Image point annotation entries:
□ □ □ □ □ □ □

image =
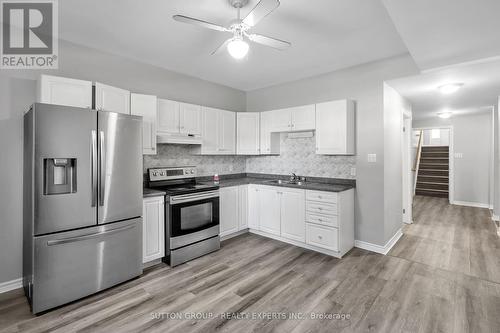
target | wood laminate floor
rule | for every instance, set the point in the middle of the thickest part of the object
(442, 276)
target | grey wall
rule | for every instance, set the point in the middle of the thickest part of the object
(472, 138)
(17, 92)
(298, 155)
(364, 84)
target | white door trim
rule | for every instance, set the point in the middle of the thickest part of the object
(451, 174)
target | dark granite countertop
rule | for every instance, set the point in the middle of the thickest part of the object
(149, 192)
(312, 183)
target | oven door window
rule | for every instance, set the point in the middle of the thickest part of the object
(189, 217)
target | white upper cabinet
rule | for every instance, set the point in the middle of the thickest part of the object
(303, 118)
(227, 132)
(248, 133)
(153, 234)
(146, 106)
(280, 121)
(293, 224)
(190, 119)
(113, 99)
(269, 141)
(168, 119)
(64, 91)
(335, 128)
(179, 118)
(300, 118)
(218, 132)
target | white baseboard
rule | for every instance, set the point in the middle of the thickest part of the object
(11, 285)
(470, 204)
(378, 248)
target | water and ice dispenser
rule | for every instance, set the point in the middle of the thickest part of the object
(59, 175)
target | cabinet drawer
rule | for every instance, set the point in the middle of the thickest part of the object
(321, 236)
(327, 197)
(328, 220)
(321, 208)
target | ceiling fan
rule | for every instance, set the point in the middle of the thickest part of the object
(236, 45)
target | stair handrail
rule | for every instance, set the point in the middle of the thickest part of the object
(416, 164)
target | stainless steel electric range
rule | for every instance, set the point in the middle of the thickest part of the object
(191, 213)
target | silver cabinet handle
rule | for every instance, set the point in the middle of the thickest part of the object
(102, 158)
(88, 236)
(93, 175)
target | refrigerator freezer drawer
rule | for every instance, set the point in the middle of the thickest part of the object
(71, 265)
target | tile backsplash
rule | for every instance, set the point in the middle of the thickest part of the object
(297, 155)
(184, 155)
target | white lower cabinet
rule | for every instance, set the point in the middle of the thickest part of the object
(293, 214)
(229, 210)
(153, 228)
(270, 210)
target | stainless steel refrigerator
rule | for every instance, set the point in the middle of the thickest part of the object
(82, 202)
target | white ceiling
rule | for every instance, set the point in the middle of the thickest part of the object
(480, 91)
(444, 32)
(325, 34)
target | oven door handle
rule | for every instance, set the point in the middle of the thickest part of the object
(193, 197)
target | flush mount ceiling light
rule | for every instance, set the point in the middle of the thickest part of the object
(445, 114)
(450, 88)
(240, 28)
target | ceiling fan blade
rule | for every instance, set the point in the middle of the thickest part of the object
(221, 48)
(261, 10)
(269, 41)
(201, 23)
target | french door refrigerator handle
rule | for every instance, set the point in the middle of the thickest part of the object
(102, 158)
(93, 175)
(88, 236)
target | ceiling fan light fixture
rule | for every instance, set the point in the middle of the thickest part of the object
(237, 48)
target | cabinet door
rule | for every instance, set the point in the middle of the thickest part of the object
(64, 91)
(269, 210)
(243, 211)
(210, 131)
(269, 142)
(227, 132)
(335, 128)
(248, 133)
(303, 118)
(253, 207)
(153, 232)
(168, 116)
(146, 106)
(113, 99)
(281, 120)
(190, 116)
(293, 224)
(229, 214)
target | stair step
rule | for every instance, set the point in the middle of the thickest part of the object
(432, 186)
(432, 160)
(432, 193)
(431, 172)
(433, 166)
(433, 179)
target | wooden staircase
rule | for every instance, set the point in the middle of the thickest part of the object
(433, 172)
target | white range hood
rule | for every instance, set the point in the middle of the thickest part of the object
(178, 139)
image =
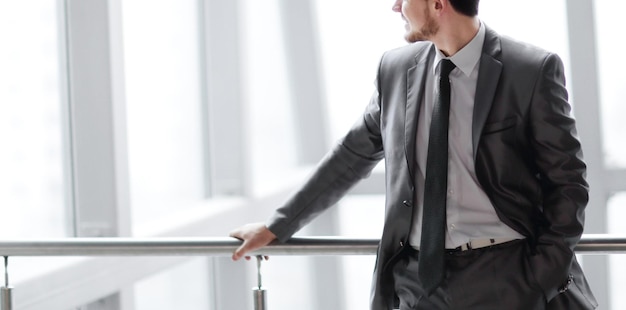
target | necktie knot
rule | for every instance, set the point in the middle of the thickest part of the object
(446, 66)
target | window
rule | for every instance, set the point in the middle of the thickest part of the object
(161, 50)
(32, 185)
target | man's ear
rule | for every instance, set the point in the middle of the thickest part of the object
(439, 5)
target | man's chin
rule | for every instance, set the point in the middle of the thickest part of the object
(412, 37)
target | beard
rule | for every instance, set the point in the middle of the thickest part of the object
(427, 31)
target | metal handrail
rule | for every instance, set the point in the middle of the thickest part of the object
(201, 246)
(595, 244)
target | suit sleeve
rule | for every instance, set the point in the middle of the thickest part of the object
(558, 156)
(351, 160)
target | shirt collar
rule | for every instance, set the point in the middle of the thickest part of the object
(466, 58)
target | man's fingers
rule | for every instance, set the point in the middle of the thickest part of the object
(241, 250)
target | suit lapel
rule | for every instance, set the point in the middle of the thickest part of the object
(486, 85)
(416, 78)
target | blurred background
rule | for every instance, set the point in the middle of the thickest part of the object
(141, 118)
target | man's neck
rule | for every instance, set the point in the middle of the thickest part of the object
(456, 35)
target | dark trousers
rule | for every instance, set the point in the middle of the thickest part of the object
(481, 279)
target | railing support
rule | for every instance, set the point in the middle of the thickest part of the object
(6, 291)
(259, 294)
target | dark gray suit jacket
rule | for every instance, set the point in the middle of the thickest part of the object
(527, 159)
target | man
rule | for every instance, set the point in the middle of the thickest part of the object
(492, 227)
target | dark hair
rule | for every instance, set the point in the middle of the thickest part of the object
(466, 7)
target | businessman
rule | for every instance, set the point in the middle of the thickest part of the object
(485, 179)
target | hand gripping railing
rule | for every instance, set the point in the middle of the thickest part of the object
(194, 246)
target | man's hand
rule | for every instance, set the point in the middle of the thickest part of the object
(254, 236)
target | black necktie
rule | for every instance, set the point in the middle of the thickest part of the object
(432, 247)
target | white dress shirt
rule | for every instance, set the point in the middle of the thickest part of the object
(470, 214)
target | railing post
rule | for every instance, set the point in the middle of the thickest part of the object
(6, 290)
(259, 293)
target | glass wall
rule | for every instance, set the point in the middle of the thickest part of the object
(32, 186)
(163, 99)
(609, 27)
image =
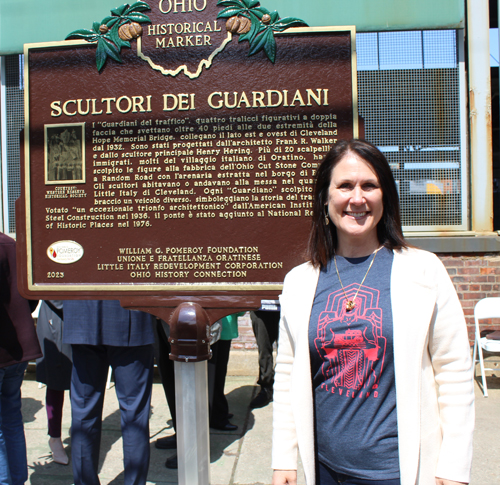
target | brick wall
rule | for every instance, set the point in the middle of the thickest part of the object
(474, 276)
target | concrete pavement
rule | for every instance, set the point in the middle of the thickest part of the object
(242, 457)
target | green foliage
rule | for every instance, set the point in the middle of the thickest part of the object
(105, 33)
(261, 33)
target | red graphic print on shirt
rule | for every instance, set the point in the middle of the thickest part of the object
(351, 343)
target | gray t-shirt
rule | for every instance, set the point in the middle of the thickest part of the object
(352, 364)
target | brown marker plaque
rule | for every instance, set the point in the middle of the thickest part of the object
(186, 169)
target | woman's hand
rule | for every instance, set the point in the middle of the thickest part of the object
(285, 477)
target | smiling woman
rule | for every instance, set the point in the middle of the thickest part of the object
(372, 337)
(355, 206)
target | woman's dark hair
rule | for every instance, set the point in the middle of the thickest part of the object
(323, 238)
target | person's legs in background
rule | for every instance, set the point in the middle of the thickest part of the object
(133, 369)
(88, 383)
(167, 374)
(54, 401)
(13, 461)
(219, 408)
(265, 325)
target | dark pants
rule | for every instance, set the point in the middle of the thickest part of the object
(54, 401)
(167, 371)
(133, 370)
(327, 476)
(266, 328)
(216, 375)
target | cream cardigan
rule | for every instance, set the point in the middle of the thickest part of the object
(434, 386)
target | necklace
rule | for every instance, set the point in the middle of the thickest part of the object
(350, 304)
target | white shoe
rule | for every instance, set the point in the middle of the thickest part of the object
(58, 453)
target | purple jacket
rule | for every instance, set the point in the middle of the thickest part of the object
(18, 340)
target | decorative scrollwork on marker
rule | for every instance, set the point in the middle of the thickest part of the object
(245, 18)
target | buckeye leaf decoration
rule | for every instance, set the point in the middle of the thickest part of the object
(260, 33)
(114, 32)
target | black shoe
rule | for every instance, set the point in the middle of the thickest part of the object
(262, 399)
(172, 462)
(225, 427)
(166, 443)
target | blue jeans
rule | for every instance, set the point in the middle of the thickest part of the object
(133, 369)
(13, 462)
(327, 476)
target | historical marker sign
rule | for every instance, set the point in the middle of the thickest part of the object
(188, 166)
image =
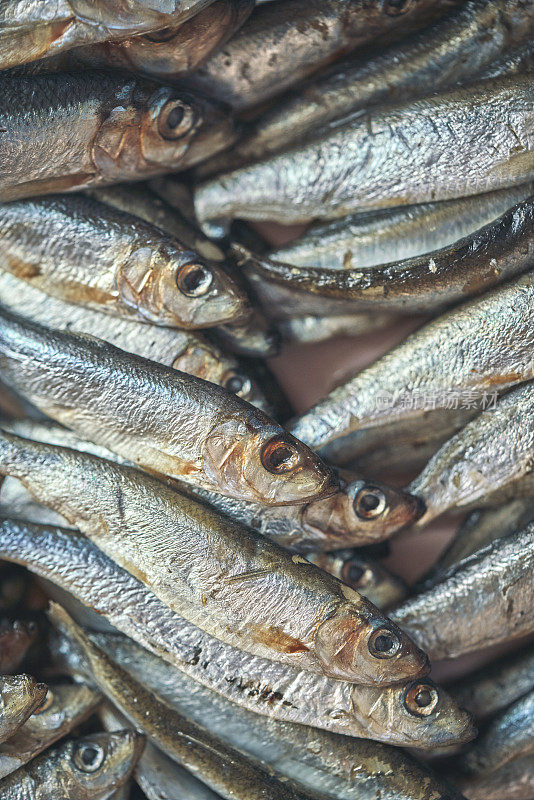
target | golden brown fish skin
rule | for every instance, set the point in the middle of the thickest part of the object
(166, 54)
(486, 600)
(20, 695)
(283, 43)
(111, 129)
(350, 168)
(310, 620)
(222, 768)
(234, 448)
(31, 30)
(63, 709)
(84, 252)
(78, 769)
(421, 284)
(477, 36)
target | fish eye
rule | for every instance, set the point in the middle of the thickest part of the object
(88, 756)
(369, 503)
(384, 643)
(420, 699)
(354, 574)
(45, 705)
(279, 456)
(236, 383)
(163, 35)
(194, 280)
(176, 119)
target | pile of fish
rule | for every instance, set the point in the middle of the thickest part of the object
(194, 601)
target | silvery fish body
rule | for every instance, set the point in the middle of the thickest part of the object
(456, 362)
(487, 599)
(78, 769)
(498, 684)
(265, 687)
(183, 350)
(182, 426)
(32, 30)
(207, 568)
(283, 43)
(66, 132)
(64, 708)
(476, 38)
(335, 766)
(85, 252)
(398, 155)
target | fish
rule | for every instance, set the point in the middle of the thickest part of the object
(480, 529)
(509, 735)
(63, 709)
(220, 767)
(89, 768)
(387, 157)
(456, 362)
(471, 39)
(496, 685)
(20, 696)
(231, 447)
(86, 253)
(337, 767)
(166, 54)
(364, 575)
(119, 129)
(486, 462)
(283, 43)
(208, 567)
(485, 600)
(379, 237)
(15, 640)
(264, 687)
(513, 781)
(30, 32)
(183, 350)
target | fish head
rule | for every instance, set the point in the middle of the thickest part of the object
(362, 512)
(363, 575)
(95, 765)
(358, 643)
(416, 714)
(257, 460)
(151, 131)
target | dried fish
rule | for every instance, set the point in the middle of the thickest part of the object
(184, 427)
(113, 129)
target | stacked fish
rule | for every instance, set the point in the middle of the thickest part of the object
(190, 572)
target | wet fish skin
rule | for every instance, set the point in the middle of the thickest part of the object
(185, 351)
(388, 157)
(84, 252)
(486, 600)
(30, 31)
(20, 695)
(380, 237)
(281, 44)
(119, 129)
(311, 620)
(59, 773)
(495, 686)
(264, 687)
(235, 448)
(63, 709)
(488, 348)
(335, 766)
(222, 768)
(15, 640)
(166, 54)
(466, 43)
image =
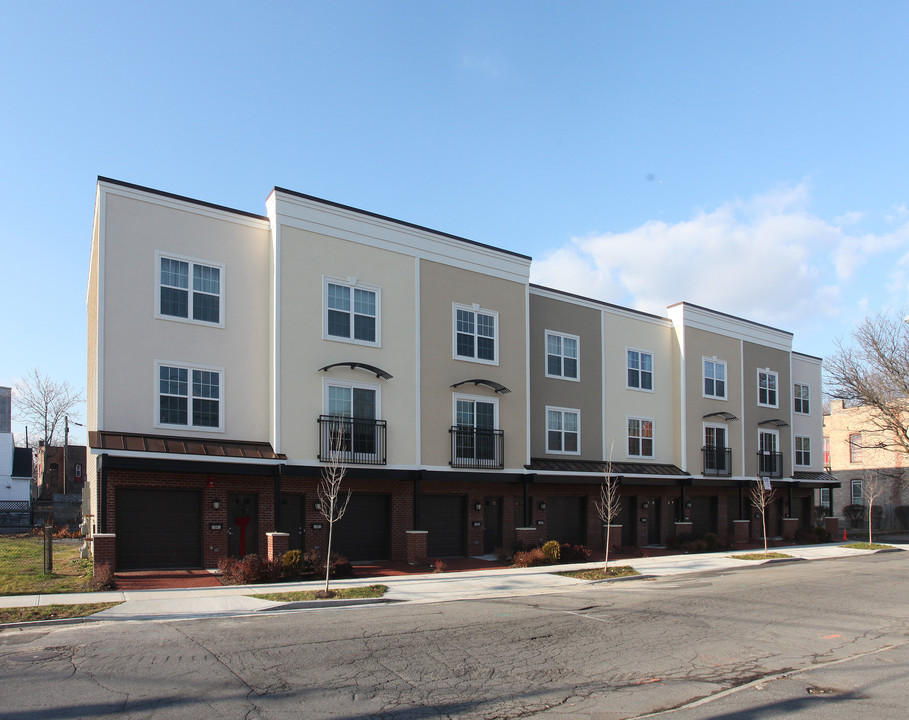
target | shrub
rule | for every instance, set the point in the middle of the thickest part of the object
(552, 550)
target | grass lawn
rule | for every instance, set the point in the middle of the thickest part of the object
(22, 567)
(761, 556)
(868, 546)
(51, 612)
(370, 591)
(601, 574)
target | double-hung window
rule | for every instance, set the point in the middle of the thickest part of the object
(189, 397)
(640, 437)
(715, 378)
(800, 398)
(640, 369)
(190, 290)
(802, 451)
(475, 334)
(352, 312)
(767, 384)
(562, 431)
(561, 355)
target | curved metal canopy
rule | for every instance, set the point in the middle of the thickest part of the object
(379, 372)
(498, 387)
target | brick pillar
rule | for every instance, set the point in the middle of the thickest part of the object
(104, 551)
(741, 530)
(417, 541)
(790, 525)
(278, 544)
(526, 536)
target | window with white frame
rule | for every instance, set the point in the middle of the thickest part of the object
(475, 334)
(802, 451)
(640, 437)
(562, 431)
(800, 398)
(715, 378)
(190, 290)
(352, 311)
(561, 355)
(640, 369)
(767, 388)
(189, 397)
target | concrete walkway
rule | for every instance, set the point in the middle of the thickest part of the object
(234, 600)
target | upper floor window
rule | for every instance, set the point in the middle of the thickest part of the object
(640, 369)
(562, 431)
(800, 398)
(351, 312)
(640, 437)
(767, 384)
(855, 447)
(189, 398)
(715, 378)
(561, 355)
(802, 451)
(476, 334)
(190, 290)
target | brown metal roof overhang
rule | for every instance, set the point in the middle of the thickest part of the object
(112, 442)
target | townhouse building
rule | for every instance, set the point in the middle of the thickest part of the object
(231, 355)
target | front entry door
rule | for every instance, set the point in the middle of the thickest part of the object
(242, 524)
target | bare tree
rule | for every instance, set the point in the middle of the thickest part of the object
(761, 497)
(609, 504)
(873, 372)
(873, 487)
(44, 403)
(332, 502)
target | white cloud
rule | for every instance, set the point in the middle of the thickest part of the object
(766, 258)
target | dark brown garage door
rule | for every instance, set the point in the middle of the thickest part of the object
(566, 519)
(363, 532)
(445, 517)
(158, 529)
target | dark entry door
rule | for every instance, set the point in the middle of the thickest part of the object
(492, 524)
(290, 520)
(242, 524)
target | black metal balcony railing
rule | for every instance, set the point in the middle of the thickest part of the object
(717, 460)
(477, 448)
(770, 464)
(354, 441)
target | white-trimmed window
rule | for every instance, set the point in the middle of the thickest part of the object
(800, 398)
(190, 290)
(767, 388)
(352, 311)
(188, 397)
(715, 378)
(640, 369)
(476, 334)
(802, 451)
(563, 432)
(562, 355)
(640, 437)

□ □ □ □ □ □ □

_What the task requires_
Begin with the line that contains "target | brown metal roof overhang" and end with the last line of the records; set down every line in that span exactly, and nothing else.

_The result_
target | brown metal roof overhang
rule | for every instance, set the point in the middle of the thickest part of the object
(112, 442)
target | townhouse building
rule | for every instance, set the point in the middle of the thickest part of the object
(231, 355)
target | front entry door
rule | for every instance, set the point in the middle of the thickest part of the object
(242, 524)
target | bare tree
rule | for every instance, set the point in the middle of the thickest part of the object
(761, 497)
(609, 504)
(873, 372)
(873, 487)
(44, 403)
(332, 502)
target | white cloud
rule | for every instance, set the point in the middle of the thickest part of the object
(766, 258)
target | dark brown garage door
rule | for every instance, set the point in the middle of the thickest part of the object
(566, 519)
(363, 532)
(445, 517)
(158, 529)
target | dark entry door
rule | for every instance, set the point in the middle of the thickest part of the object
(492, 524)
(290, 520)
(242, 524)
target | black metal balcony railing
rule | for every instance, set the point in the middle of the thickest part of the object
(717, 460)
(477, 448)
(770, 464)
(354, 441)
target | white-trimmed window
rule | for every instance, set the point in the middle of the thickest part of the object
(800, 398)
(190, 290)
(767, 388)
(352, 311)
(188, 397)
(715, 378)
(640, 369)
(476, 334)
(802, 451)
(563, 432)
(562, 355)
(640, 437)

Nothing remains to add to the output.